**Exercise requirements**.
Reproduce the material below, substituting "coordinates" for every occurrence of "coords" and leaving everything else unchanged. Omit the pictures from your reproduction.

**Available data**.
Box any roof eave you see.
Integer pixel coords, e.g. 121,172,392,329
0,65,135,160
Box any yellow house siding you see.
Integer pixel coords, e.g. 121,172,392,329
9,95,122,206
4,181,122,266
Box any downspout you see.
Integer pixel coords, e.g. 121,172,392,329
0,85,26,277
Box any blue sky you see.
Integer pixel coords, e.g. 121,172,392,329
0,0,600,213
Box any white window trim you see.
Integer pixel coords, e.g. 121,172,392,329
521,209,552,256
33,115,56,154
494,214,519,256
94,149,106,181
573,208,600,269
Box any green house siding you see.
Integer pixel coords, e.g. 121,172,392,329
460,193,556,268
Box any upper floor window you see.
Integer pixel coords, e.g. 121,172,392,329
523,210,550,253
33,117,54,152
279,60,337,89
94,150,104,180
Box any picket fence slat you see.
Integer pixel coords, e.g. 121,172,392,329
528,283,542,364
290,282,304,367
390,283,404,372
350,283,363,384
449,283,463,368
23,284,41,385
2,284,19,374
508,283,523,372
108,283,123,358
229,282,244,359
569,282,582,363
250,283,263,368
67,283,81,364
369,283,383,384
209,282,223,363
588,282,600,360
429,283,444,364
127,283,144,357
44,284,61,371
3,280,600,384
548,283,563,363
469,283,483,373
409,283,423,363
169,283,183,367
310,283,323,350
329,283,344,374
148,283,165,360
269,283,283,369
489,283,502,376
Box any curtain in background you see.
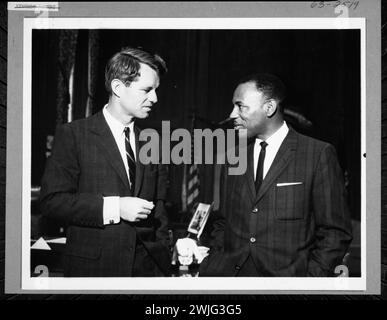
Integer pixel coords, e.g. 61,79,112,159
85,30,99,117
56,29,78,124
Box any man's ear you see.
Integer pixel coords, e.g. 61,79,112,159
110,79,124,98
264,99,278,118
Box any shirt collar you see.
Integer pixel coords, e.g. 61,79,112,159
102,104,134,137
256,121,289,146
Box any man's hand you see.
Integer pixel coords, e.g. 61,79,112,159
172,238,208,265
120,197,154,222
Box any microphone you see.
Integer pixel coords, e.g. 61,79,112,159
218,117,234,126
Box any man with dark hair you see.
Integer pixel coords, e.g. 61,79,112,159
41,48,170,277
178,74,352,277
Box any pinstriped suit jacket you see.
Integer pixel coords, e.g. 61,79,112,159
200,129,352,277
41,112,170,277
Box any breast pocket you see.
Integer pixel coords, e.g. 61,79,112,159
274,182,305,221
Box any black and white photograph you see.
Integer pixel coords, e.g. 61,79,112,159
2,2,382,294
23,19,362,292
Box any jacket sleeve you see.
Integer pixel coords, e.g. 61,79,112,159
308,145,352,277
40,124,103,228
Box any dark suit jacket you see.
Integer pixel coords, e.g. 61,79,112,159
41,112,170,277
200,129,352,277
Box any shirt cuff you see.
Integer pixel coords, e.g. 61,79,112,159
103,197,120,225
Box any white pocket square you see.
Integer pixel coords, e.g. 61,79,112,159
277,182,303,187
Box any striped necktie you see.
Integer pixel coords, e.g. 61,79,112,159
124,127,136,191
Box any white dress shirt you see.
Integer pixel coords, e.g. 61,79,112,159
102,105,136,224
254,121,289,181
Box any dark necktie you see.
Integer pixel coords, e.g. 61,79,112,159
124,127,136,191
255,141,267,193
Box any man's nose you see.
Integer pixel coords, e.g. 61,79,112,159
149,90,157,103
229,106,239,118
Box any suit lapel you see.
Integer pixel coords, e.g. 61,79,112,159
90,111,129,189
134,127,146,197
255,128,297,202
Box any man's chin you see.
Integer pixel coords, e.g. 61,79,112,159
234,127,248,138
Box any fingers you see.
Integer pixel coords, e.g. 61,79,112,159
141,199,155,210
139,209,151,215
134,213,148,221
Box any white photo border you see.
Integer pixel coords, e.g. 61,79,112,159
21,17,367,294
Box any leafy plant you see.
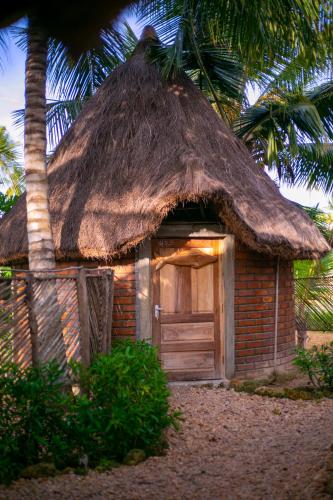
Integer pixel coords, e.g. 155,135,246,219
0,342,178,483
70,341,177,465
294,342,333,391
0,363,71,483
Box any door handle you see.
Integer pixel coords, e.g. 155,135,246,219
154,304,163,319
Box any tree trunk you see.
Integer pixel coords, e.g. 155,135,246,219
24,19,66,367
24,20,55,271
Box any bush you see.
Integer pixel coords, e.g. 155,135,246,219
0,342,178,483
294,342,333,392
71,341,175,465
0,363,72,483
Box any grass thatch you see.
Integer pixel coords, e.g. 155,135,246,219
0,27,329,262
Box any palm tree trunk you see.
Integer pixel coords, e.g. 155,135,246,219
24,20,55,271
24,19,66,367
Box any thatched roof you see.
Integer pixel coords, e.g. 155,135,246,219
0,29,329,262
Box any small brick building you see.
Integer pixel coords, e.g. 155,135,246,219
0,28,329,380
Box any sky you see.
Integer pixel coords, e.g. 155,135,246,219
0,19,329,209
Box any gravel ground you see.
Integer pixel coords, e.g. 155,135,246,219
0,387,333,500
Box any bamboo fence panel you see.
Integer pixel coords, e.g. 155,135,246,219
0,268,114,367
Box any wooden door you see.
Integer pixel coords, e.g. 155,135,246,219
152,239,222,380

**Solution to the problem**.
Box any roof eave you see.
Integer pixel coordinates, e.g. 121,172,392,329
0,65,135,160
Box any yellow house siding you see.
Integer pixel coordinates, e.g. 121,172,392,329
9,95,122,206
4,181,122,266
Box any downspout you see.
Integer pixel coordinates, e.g. 121,172,392,329
0,85,26,277
Box any blue sky you see.
Integer pixel coordinates, e.g. 121,172,392,329
0,0,600,213
Box any white window trim you see.
Integer pixel coordinates, e.g. 121,172,392,329
521,209,552,256
33,115,56,154
494,214,519,256
94,149,106,181
573,208,600,269
Box any green house siding you see.
Integer pixel coordinates, e.g. 121,172,392,329
460,193,556,268
Box any upper floor window you see.
Integer pixel coordinates, e.g. 121,172,392,329
523,210,550,253
33,117,54,152
279,60,337,89
94,150,104,180
Box any picket fence slat you see.
Integer pixel coordinates, e.g. 121,172,392,329
528,283,542,364
290,282,304,367
390,283,404,372
350,283,363,384
449,283,463,368
23,284,41,385
2,284,19,374
508,283,523,372
108,283,123,358
229,282,244,359
569,282,582,363
250,283,263,368
67,283,81,364
369,283,383,384
209,282,223,363
588,282,600,360
429,283,444,364
127,283,144,357
44,284,61,371
3,280,600,384
548,283,563,363
469,283,483,373
409,283,423,363
169,283,183,367
310,283,323,350
329,283,344,374
148,283,165,360
269,283,283,369
489,283,502,376
Box any curtain in background you see.
Integer pixel coordinates, e.g. 61,79,112,159
85,30,99,117
56,29,78,124
Box any man's ear you see.
Integer pixel coordinates, e.g. 61,79,112,159
110,79,124,98
264,99,278,118
Box any shirt collar you see.
Integer pixel coordinates, e.g. 61,79,112,159
102,104,134,137
256,121,289,146
Box any man's hand you see.
Integer pixel coordinates, e.g. 61,79,112,159
172,238,208,265
120,197,154,222
Box any microphone you see.
Integer pixel coordinates, e.g. 61,79,112,159
218,117,234,126
Box any man with dark hair you see.
Integer pixel coordinates, e.g. 61,79,112,159
41,48,170,277
178,74,352,277
Box any pinstriped suit jacket you see.
Integer pixel coordinates, e.g. 61,79,112,159
200,129,352,277
41,112,170,277
Box any breast pocket you see.
Integer pixel coordinates, e.g. 61,79,112,159
274,182,305,221
Box any black and white photograph you see.
Integer pixel coordinates, e.g. 61,79,112,159
2,2,382,294
23,19,362,292
Box any jacket sleeve you see.
Integer pixel coordinates, e.g. 61,79,112,159
308,145,352,277
40,124,103,228
Box any dark suit jacket you see.
Integer pixel coordinates, e.g. 61,79,112,159
41,112,170,277
200,129,352,277
Box any shirt cuff you see.
Integer pixel coordinates, e.g. 61,79,112,159
103,197,120,225
Box any white pocket square you see.
Integer pixel coordinates, e.g. 61,79,112,159
277,182,303,187
Box any striped necktie you see.
Integer pixel coordinates, e.g. 61,79,112,159
124,127,136,191
Box any white dress shirt you see.
Integer pixel coordinates, e.g. 61,79,112,159
102,105,136,224
254,121,289,181
Box any dark necktie you see.
Integer pixel coordinates, e.g. 61,79,112,159
124,127,136,191
255,141,267,193
Box any man's nose you see.
Integer pixel coordinates, e.g. 61,79,112,159
149,90,157,103
229,106,239,118
Box any suit lapel you see.
Integer pixel coordinates, e.g. 61,79,112,159
90,111,129,189
134,127,146,197
255,128,297,202
Box any man's chin you see.
Integer pixel coordinates, e.g. 61,79,112,159
234,127,248,138
Box any fingers you see.
Integer pixel coordinates, e.g. 61,79,112,159
141,199,155,210
139,209,151,215
134,213,148,221
Box any white photo border you see.
Integer pixel coordinates, e.g. 61,79,112,159
21,17,367,294
Box any leafy plant you see.
Integer pixel coordinates, e.g. 155,135,246,219
0,342,178,483
70,341,177,465
294,342,333,391
0,363,71,483
Box any door handle you see.
Integer pixel coordinates, e.g. 155,135,246,219
154,304,163,319
Box any tree trunk you see.
Integer pixel coordinates, e.g. 155,135,246,219
24,19,66,367
24,20,55,271
Box any bush you see.
Integer pixel coordinates, e.g. 155,135,246,219
0,342,178,483
294,342,333,392
71,341,175,465
0,363,72,483
Box any grass thatch you see.
Integer pixel coordinates, e.g. 155,135,246,219
0,27,329,262
Box any palm tree trunk you see.
Integer pixel coordinates, e.g. 155,135,246,219
24,20,55,271
24,19,66,367
Box any thatched roof you see.
Integer pixel coordinates, e.g. 155,135,246,219
0,29,329,262
Box any small brick building you see.
Integer pixel coordinates, e.g. 155,135,246,219
0,28,329,380
Box any sky you see.
Integer pixel coordinates, e.g. 155,135,246,219
0,19,329,209
Box any gravel ground you see.
Integer pixel coordinates, e.g. 155,135,246,219
0,387,333,500
Box any bamboo fence panel you see.
Integer pixel coordinates, e.g. 155,135,246,219
0,268,114,367
Box any wooden door you see.
Integer pixel coordinates, e.g. 155,135,246,219
152,239,222,380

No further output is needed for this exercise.